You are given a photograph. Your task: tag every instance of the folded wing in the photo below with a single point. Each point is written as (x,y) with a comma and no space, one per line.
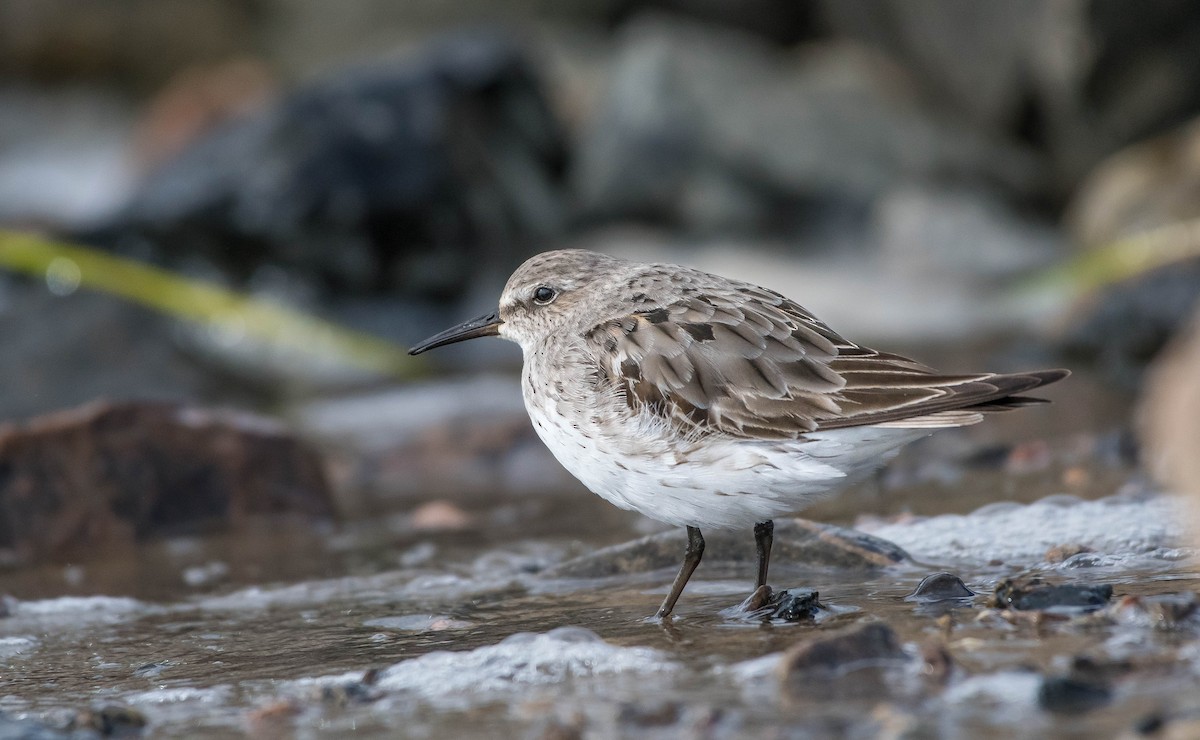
(749,362)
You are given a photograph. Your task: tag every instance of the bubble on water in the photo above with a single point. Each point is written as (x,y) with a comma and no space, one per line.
(63,276)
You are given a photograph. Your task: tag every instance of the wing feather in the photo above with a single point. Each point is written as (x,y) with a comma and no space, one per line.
(749,362)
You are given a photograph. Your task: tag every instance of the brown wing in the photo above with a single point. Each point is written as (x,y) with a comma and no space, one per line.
(749,362)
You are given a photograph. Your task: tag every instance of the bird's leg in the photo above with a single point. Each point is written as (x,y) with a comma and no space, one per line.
(763,537)
(690,560)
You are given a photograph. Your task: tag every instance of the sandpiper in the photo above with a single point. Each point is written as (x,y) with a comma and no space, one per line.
(706,402)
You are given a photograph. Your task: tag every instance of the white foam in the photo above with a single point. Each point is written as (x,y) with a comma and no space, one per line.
(1122,528)
(79,606)
(1009,689)
(11,647)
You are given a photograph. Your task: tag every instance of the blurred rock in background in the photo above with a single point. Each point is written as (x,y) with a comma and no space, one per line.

• **BRIEF**
Format the material from the line containing "of the bubble" through its last line as a numbered list, leaving out any blank lines.

• **RESPONSE BELOW**
1. You are given a photograph. Your task: tag every instance of the bubble on water in the photo above with a single point. Each point is written as (x,y) with a comma and no space, one per line.
2. (63,276)
3. You are given a photograph. Your task: tag every instance of the wing feather in the photo above with a single point. Each point is written as (x,y) with a comma and no space, one per line.
4. (749,362)
5. You are given a photograph. Your task: tag every instance of the brown wing in the photo above with a single point. Each point is written as (x,y) with a comma and no space, one per line.
6. (749,362)
7. You are given a photograph. Your task: tag every instance of the bird's leg in the photo above with a single point. Each point is written as (x,y) with a comma and no space, one per line.
8. (763,537)
9. (690,560)
10. You are given a photograph. Your task: tag every instance of the sandpiper in the photo above with a single point. Each point is written as (x,y) with a comma and no space, one per line.
11. (706,402)
12. You are given a photograph. Your task: tag every instance of the white foam in the photo above with a single point. Each point is written as (x,y) with a comma and no space, one per line.
13. (1122,528)
14. (79,606)
15. (1009,689)
16. (11,647)
17. You are given a photograph. Your task: tag every instance of the blurred rock in background in the photo above with a single point. Each point is written as (x,y) with a comma and no space, one per line.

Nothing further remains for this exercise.